→ **What you will do**:
Every single entry below should be reproduced verbatim.

===== Dataset extract

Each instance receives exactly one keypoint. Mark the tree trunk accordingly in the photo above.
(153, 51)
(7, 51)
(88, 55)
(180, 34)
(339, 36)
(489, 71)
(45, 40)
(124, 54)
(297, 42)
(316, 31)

==========

→ **Written response**:
Each instance receives exactly one keypoint. Mark the tree trunk accordingly in the photo above.
(153, 51)
(7, 51)
(88, 55)
(180, 34)
(339, 36)
(489, 71)
(45, 40)
(124, 54)
(297, 42)
(316, 31)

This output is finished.